=== SUPPLIED MATERIAL ===
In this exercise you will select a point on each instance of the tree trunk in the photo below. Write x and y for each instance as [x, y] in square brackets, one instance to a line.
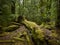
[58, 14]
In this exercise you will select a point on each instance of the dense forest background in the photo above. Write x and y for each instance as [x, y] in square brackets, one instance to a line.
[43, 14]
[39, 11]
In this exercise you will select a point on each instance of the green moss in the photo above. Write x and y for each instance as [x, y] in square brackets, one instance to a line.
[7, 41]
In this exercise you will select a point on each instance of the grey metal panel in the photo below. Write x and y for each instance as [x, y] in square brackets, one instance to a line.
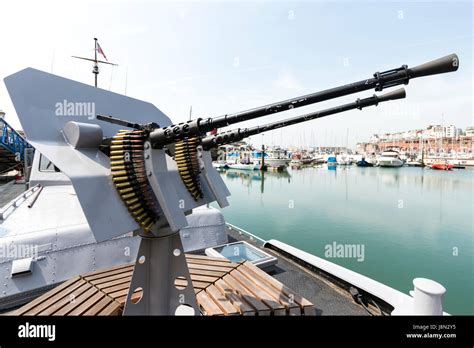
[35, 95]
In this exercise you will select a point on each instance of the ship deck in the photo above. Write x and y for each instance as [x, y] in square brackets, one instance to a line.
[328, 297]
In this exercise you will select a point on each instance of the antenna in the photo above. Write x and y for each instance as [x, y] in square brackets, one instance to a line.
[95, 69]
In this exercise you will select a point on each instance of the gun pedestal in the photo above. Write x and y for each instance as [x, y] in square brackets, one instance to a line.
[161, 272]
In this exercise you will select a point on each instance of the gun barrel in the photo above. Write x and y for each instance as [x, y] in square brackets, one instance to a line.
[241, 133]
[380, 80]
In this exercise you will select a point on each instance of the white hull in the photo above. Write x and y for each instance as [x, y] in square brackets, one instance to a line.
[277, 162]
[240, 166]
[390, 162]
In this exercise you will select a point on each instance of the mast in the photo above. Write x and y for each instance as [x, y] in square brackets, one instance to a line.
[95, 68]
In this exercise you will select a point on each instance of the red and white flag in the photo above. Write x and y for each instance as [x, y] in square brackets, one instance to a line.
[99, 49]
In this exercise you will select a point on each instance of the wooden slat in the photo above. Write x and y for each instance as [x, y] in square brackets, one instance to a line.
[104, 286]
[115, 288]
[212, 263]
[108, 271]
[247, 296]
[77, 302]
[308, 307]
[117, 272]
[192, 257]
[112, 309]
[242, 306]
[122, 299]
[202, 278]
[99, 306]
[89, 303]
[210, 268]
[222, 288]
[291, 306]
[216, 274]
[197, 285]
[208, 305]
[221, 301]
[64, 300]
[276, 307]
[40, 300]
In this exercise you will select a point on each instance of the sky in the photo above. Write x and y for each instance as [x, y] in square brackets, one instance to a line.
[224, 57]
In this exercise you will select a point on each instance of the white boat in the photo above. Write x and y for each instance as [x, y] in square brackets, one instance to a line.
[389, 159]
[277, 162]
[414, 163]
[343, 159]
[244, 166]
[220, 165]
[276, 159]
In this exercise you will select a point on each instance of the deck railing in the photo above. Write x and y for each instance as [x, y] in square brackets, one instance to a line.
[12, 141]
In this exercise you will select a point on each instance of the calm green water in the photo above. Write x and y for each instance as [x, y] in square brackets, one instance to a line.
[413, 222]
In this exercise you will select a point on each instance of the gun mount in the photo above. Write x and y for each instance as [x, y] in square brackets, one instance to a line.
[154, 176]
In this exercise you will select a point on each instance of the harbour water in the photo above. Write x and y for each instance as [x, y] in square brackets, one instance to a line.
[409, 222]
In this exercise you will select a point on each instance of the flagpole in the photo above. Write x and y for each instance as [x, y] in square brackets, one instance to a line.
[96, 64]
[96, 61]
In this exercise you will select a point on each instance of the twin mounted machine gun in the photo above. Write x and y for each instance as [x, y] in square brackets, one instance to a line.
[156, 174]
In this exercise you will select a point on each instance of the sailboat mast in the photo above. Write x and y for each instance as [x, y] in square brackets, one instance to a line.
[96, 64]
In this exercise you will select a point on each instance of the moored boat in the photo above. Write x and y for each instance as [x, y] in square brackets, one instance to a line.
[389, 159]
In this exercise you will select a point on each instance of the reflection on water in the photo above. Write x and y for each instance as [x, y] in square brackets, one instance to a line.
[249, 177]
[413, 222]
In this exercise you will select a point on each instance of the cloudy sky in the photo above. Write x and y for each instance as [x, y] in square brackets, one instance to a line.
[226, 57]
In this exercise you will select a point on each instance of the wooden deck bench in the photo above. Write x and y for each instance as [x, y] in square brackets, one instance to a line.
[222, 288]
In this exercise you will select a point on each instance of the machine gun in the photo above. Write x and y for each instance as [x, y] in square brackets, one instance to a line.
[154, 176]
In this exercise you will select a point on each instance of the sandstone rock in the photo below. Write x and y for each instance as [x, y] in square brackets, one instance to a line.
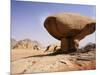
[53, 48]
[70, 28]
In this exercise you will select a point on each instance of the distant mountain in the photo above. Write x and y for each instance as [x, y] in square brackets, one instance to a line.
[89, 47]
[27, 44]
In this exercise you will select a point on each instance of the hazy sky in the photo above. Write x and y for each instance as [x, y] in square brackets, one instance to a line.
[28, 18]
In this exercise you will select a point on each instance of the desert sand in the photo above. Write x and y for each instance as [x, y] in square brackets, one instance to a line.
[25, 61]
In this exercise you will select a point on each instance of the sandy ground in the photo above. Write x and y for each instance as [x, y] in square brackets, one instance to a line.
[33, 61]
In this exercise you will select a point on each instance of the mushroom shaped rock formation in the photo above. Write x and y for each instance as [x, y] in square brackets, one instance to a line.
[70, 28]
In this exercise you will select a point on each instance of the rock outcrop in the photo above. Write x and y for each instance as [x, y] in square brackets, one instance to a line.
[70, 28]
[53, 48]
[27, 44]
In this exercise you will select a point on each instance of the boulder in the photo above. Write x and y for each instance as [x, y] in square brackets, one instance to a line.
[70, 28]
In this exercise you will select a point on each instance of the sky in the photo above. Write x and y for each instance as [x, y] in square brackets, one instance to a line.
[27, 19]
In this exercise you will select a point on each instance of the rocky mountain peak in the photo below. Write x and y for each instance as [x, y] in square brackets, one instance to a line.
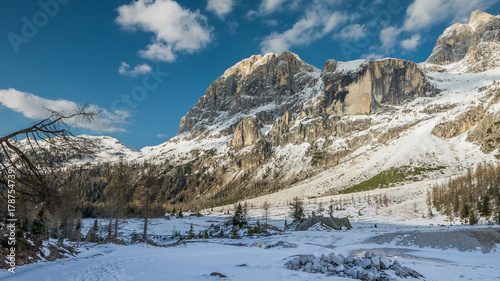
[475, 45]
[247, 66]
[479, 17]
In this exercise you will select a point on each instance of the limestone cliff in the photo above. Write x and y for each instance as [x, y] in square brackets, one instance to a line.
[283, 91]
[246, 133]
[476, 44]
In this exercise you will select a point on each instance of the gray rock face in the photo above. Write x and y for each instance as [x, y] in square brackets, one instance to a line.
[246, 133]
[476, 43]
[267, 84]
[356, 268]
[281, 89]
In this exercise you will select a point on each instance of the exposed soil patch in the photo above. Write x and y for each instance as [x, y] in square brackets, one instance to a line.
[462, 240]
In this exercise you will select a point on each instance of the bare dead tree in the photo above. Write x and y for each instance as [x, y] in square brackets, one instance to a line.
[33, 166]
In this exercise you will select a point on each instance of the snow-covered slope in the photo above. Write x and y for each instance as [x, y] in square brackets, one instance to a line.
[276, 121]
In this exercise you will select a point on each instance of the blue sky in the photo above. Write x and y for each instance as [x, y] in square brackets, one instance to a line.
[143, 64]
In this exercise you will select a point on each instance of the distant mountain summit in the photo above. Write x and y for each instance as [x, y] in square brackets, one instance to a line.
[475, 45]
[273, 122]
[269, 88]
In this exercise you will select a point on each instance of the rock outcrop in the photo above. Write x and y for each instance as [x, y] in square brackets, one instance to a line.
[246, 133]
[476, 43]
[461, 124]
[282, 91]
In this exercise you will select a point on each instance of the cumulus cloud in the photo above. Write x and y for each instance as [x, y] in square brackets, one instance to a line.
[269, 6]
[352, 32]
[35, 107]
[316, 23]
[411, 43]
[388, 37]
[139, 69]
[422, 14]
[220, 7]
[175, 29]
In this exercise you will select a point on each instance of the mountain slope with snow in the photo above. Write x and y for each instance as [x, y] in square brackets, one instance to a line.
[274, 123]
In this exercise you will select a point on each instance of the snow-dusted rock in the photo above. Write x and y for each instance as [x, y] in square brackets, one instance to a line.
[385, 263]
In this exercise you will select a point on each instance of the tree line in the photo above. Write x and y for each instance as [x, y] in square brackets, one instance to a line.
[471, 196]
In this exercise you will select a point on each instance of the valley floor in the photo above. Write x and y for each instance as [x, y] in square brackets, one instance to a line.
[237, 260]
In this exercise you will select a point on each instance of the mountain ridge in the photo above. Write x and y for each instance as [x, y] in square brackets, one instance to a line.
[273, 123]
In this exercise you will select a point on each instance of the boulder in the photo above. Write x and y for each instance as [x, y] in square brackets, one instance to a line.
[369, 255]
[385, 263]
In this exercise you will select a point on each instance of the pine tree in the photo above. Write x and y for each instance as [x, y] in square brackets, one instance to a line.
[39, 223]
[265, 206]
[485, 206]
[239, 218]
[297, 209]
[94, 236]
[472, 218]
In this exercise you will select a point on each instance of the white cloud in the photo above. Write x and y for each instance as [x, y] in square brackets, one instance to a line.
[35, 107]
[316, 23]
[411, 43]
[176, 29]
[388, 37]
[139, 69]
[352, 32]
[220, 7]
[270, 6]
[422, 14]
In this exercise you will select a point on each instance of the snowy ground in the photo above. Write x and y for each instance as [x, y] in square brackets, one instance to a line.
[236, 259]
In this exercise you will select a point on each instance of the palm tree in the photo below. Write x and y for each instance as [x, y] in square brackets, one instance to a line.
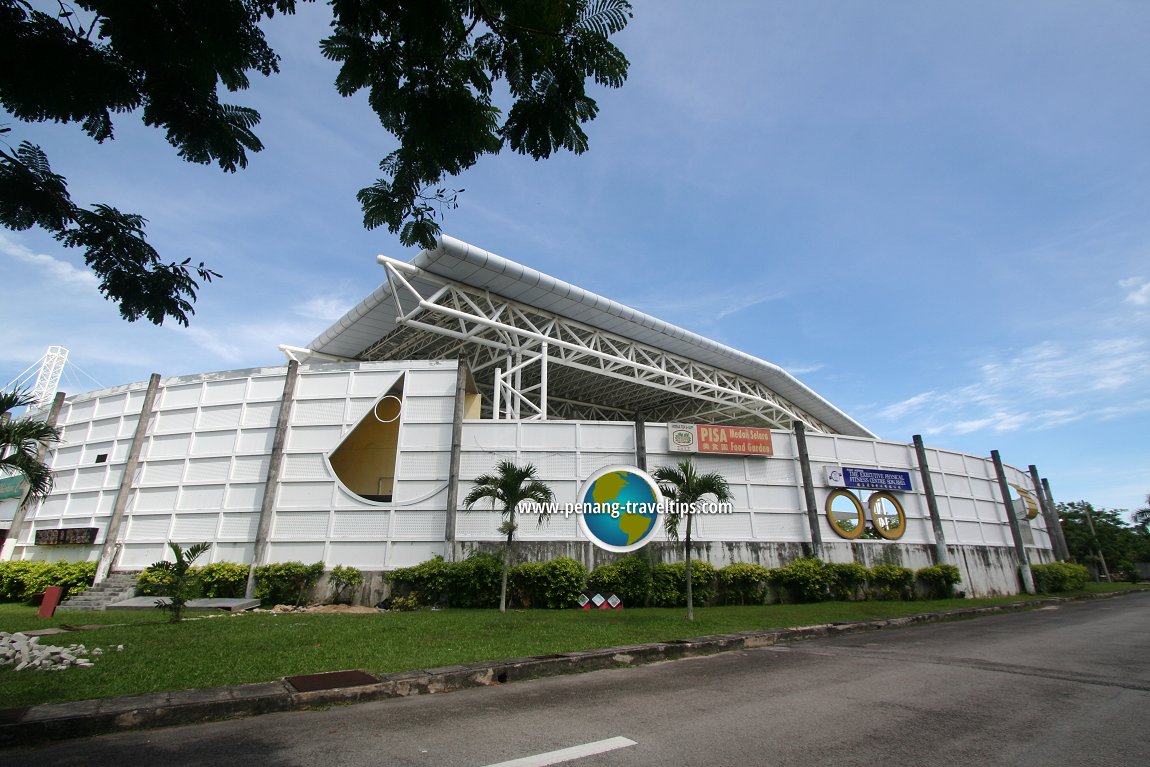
===
> [TASK INSTRUCTIONS] Restate word for word only the lines from the one with "of the pine" through the last line of the material, both included. Any picture should be left out.

> [RESULT]
In this exercise you will select a point on each instance of the pine tree in the photo above. Write x and y for each instance as [x, y] in square brackets, one instance to a line.
[39, 223]
[265, 206]
[485, 206]
[239, 218]
[297, 209]
[94, 236]
[472, 218]
In this exercise you will select a point on each instance of the white cloud in the photo above. Write x and y for each instance as [x, y] in square brackets, one instance to a line.
[35, 107]
[316, 23]
[411, 43]
[176, 29]
[388, 37]
[139, 69]
[352, 32]
[220, 7]
[270, 6]
[422, 14]
In this exercise you will select a point on each instance of the snowy ground in the photo above. Write x and y for each instance as [x, y] in square brackets, one instance to a line.
[236, 259]
In this exercise you will select a point on each instance of the palm tree in the photo below. Write x and y for each instance as [x, y] in square brackets, one instance to a line.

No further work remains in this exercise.